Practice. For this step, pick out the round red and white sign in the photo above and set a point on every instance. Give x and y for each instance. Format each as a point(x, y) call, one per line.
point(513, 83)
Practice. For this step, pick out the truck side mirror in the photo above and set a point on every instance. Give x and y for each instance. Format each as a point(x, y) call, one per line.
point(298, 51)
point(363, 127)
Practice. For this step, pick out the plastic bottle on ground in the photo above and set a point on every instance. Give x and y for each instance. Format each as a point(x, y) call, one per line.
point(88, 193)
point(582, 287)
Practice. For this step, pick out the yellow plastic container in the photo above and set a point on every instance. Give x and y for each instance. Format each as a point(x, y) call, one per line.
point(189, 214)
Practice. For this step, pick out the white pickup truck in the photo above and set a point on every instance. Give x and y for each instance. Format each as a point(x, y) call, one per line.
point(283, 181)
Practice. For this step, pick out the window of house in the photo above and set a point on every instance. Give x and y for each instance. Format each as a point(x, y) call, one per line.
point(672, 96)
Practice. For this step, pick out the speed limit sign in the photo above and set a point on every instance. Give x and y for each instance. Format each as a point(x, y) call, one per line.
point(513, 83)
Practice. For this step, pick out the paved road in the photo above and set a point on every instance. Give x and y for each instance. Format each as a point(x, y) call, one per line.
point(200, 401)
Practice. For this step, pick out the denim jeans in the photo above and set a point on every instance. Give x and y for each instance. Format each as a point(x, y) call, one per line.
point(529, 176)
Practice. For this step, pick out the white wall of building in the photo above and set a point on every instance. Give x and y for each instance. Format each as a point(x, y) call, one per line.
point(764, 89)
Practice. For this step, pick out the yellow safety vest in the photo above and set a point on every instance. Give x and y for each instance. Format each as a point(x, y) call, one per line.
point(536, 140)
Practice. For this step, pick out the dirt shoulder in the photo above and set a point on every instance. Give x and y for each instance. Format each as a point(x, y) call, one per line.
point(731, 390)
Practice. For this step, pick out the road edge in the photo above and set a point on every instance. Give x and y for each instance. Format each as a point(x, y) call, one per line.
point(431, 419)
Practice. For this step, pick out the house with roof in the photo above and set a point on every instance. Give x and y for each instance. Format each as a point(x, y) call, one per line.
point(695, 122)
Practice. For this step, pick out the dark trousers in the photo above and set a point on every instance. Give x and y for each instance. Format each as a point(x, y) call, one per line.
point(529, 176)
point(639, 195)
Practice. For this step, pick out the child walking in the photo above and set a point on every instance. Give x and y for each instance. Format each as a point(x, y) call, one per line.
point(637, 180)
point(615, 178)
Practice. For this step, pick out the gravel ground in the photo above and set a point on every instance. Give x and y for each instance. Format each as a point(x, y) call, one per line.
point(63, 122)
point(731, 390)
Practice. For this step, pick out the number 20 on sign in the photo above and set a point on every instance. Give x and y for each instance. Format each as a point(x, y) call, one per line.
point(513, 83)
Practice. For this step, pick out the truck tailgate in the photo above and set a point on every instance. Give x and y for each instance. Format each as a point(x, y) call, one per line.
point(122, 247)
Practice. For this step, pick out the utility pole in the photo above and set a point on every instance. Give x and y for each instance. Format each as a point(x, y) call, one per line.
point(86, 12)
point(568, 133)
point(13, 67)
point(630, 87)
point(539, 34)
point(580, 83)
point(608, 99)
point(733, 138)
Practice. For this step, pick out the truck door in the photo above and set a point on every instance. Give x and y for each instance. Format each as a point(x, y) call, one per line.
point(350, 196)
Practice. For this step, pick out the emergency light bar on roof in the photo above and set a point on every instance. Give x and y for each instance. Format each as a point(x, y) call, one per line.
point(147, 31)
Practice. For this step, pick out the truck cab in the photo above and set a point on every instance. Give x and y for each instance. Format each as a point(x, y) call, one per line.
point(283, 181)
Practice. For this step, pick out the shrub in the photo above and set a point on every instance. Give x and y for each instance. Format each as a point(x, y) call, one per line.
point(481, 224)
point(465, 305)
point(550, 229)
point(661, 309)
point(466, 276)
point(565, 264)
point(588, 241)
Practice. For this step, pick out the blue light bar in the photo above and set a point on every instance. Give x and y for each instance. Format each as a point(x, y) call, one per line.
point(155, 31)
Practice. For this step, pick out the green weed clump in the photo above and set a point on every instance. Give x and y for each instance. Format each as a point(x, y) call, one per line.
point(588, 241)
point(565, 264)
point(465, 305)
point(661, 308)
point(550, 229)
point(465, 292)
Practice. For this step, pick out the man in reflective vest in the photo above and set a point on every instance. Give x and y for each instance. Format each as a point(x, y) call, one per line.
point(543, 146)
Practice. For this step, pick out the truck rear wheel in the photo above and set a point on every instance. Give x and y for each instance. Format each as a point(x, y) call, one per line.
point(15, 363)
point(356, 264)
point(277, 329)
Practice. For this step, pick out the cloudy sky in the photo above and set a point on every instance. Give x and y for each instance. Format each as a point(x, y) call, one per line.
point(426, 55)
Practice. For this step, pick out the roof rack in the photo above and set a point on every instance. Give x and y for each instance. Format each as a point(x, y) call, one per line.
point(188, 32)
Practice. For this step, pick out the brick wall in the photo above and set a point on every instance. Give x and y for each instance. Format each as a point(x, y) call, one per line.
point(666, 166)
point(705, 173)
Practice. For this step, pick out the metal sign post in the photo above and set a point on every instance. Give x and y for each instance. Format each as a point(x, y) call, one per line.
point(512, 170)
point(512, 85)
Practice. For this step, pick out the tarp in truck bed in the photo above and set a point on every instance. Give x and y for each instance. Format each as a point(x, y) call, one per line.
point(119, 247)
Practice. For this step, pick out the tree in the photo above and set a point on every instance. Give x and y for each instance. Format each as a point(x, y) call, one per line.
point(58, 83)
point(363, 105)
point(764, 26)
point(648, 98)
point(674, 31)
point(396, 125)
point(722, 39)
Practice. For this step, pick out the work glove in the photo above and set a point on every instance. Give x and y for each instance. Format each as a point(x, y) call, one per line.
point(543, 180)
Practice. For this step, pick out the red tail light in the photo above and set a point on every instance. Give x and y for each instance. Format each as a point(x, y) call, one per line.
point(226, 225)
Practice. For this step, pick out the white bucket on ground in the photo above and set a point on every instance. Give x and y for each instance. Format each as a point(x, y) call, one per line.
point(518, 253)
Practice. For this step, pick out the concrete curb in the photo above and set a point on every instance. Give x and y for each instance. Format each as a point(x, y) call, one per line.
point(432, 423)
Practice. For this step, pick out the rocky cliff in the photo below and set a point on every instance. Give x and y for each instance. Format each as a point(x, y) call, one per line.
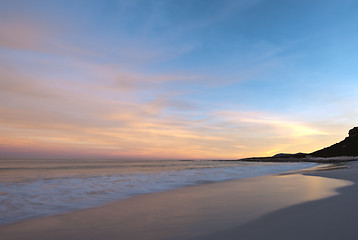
point(347, 147)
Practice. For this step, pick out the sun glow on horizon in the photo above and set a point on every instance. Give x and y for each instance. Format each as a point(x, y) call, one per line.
point(220, 80)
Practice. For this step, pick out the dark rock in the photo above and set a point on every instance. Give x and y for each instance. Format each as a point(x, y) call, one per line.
point(347, 147)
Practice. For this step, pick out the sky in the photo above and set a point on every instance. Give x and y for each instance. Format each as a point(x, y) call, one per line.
point(170, 79)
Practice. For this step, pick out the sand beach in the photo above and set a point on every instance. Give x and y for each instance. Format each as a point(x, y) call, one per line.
point(313, 204)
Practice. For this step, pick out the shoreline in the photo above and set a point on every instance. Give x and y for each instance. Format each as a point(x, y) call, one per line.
point(193, 211)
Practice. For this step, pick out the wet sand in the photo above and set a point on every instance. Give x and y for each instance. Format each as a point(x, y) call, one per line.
point(310, 205)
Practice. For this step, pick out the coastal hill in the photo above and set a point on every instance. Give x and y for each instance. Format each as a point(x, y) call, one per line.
point(346, 148)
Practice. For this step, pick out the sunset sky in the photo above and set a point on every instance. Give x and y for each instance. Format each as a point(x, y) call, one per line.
point(170, 79)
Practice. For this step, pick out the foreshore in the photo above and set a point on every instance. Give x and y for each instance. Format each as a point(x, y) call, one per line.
point(315, 204)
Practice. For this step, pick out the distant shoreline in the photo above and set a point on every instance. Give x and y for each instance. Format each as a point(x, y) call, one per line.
point(298, 159)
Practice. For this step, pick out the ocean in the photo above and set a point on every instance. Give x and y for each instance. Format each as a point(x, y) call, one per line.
point(35, 188)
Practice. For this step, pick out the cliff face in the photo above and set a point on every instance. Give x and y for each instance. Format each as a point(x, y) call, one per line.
point(347, 147)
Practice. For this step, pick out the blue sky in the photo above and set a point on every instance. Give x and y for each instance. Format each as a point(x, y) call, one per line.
point(176, 79)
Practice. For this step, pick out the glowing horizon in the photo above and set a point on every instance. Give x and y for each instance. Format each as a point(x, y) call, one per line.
point(175, 79)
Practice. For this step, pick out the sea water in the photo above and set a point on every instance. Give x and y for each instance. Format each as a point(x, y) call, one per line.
point(35, 188)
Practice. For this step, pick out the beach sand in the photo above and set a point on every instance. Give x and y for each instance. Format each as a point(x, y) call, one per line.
point(303, 205)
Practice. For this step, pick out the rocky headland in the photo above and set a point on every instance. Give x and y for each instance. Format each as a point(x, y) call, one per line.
point(346, 150)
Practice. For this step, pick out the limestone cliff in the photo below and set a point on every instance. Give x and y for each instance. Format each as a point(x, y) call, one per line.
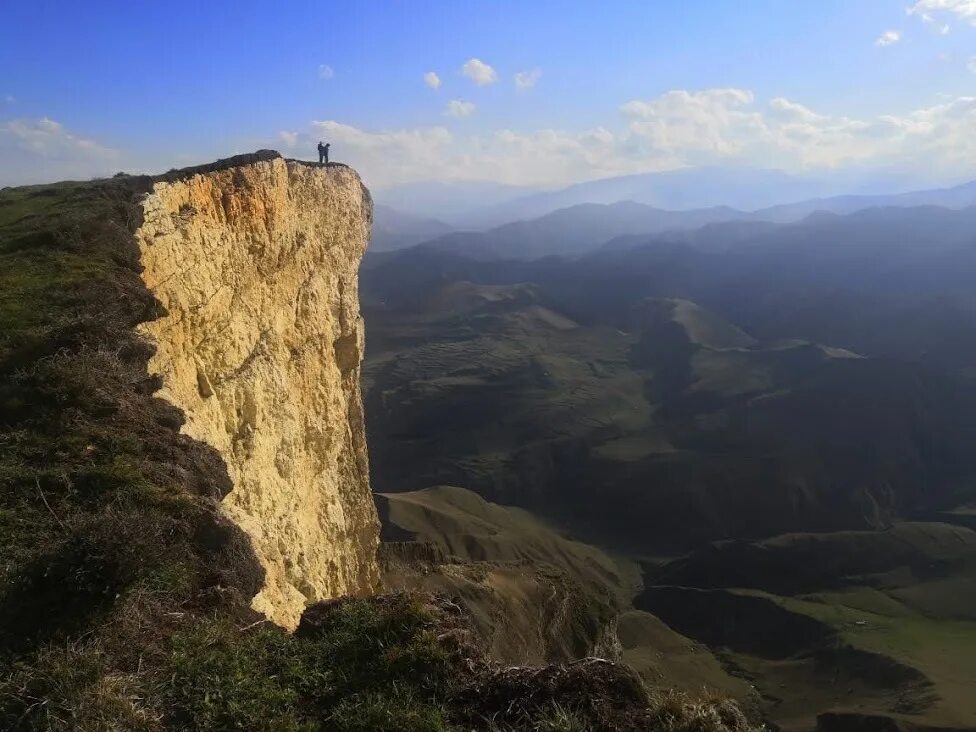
point(256, 265)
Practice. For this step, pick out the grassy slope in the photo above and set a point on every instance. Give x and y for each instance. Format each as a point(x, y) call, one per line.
point(903, 595)
point(497, 552)
point(124, 594)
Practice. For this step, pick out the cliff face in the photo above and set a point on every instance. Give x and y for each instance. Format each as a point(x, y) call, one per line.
point(257, 267)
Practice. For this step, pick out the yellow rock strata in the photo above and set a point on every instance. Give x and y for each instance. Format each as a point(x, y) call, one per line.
point(257, 266)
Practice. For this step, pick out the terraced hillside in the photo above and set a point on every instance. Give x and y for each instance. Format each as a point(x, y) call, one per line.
point(126, 591)
point(801, 507)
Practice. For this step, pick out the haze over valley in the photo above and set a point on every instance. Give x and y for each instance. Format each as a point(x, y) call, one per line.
point(470, 366)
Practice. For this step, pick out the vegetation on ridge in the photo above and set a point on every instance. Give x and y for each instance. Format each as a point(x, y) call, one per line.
point(124, 594)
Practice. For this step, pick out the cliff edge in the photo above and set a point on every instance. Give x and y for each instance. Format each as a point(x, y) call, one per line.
point(256, 266)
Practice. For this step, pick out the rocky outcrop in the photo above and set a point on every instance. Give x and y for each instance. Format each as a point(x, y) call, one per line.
point(256, 262)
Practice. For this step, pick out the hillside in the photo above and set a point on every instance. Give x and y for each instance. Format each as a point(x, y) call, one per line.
point(178, 379)
point(775, 422)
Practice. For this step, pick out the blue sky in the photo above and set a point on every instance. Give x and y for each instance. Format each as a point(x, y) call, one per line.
point(607, 88)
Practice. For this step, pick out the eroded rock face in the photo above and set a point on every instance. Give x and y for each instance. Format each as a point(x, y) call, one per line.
point(257, 267)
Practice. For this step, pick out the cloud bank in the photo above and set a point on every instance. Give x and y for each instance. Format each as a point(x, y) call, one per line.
point(677, 129)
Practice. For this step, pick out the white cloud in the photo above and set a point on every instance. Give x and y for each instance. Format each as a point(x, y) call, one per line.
point(527, 79)
point(888, 38)
point(963, 9)
point(37, 150)
point(677, 129)
point(479, 72)
point(459, 108)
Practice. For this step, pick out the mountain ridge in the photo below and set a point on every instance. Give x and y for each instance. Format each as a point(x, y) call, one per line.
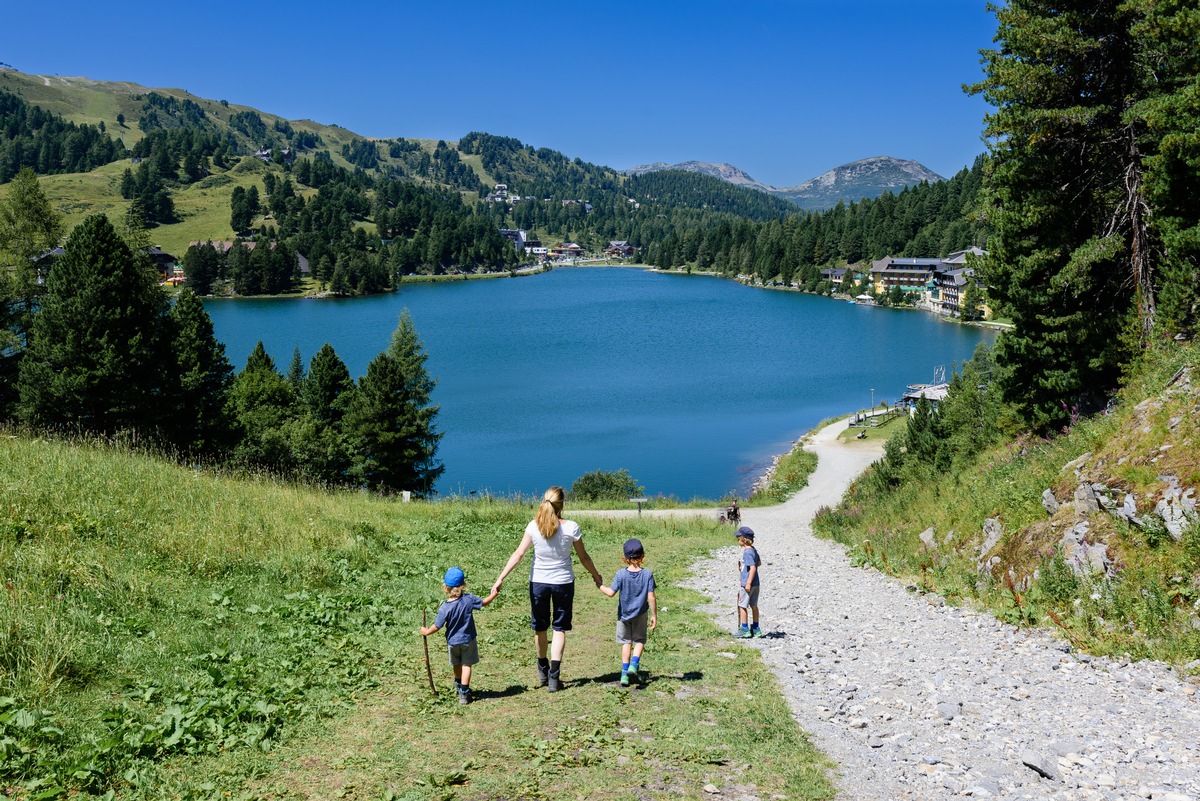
point(865, 178)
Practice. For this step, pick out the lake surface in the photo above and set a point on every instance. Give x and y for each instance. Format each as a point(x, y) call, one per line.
point(690, 383)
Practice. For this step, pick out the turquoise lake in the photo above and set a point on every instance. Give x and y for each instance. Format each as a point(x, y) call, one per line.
point(690, 383)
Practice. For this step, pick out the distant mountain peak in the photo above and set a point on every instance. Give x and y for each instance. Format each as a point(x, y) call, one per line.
point(725, 172)
point(867, 178)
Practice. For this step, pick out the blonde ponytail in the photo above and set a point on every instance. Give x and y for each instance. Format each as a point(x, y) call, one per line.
point(550, 512)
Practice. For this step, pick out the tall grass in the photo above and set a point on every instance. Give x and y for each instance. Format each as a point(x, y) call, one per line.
point(167, 632)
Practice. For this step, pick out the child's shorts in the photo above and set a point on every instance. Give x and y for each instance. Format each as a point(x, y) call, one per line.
point(466, 655)
point(633, 631)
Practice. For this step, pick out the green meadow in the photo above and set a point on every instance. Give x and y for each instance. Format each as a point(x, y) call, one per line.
point(169, 632)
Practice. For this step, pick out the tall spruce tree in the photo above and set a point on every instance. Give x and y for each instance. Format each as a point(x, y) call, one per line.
point(29, 228)
point(263, 403)
point(96, 359)
point(390, 421)
point(1167, 32)
point(1069, 259)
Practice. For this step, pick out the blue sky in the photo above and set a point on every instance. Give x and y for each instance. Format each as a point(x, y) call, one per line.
point(784, 89)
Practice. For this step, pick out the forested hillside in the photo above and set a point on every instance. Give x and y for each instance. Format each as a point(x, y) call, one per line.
point(363, 214)
point(925, 221)
point(1056, 481)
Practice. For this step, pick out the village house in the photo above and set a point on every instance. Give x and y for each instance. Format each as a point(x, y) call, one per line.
point(567, 250)
point(834, 275)
point(516, 236)
point(940, 283)
point(265, 155)
point(907, 275)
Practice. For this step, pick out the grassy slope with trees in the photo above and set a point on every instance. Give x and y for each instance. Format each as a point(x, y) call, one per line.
point(1093, 395)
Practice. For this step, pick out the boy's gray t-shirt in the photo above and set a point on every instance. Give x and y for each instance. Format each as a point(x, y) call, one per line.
point(456, 619)
point(633, 588)
point(749, 558)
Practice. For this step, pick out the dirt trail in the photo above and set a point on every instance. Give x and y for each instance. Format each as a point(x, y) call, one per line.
point(918, 699)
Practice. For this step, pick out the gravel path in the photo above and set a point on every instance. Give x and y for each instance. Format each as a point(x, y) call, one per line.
point(917, 699)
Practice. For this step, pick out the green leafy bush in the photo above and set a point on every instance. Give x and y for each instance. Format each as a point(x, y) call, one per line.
point(606, 485)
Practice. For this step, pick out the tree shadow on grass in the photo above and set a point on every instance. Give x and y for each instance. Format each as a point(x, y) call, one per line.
point(508, 692)
point(643, 678)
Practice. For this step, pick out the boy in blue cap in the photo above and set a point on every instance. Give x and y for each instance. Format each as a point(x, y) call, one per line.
point(456, 615)
point(748, 584)
point(636, 610)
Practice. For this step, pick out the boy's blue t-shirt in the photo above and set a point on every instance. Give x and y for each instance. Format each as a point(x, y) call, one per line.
point(456, 620)
point(749, 556)
point(633, 586)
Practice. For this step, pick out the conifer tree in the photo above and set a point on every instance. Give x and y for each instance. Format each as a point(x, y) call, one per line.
point(263, 402)
point(390, 421)
point(1071, 252)
point(96, 355)
point(29, 228)
point(199, 421)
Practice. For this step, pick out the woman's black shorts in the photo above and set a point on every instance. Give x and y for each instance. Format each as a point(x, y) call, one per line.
point(543, 596)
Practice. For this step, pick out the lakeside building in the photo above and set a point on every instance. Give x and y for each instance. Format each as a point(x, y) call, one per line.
point(939, 284)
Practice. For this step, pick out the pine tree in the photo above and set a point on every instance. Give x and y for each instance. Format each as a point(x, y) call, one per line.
point(29, 228)
point(390, 422)
point(327, 386)
point(95, 359)
point(295, 372)
point(199, 421)
point(263, 403)
point(1071, 252)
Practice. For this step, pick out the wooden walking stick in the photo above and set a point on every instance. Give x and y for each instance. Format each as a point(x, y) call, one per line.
point(429, 670)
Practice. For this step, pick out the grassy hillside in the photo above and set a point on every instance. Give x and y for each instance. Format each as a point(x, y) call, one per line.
point(174, 633)
point(1140, 597)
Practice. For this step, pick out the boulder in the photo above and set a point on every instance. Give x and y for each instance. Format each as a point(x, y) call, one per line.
point(993, 531)
point(1049, 503)
point(928, 538)
point(1085, 500)
point(1039, 764)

****************************************

Render the lines above as a numbered list, leaving out any blank lines. Cover only the span from the line with "Practice. For this step, pick out the gravel path" up to and including the line with "point(917, 699)".

1. Practice. For this step, pick out the gravel path in the photo above and set a point on every instance. Give x and y for each instance. Format each as a point(x, y) call, one per line.
2. point(917, 699)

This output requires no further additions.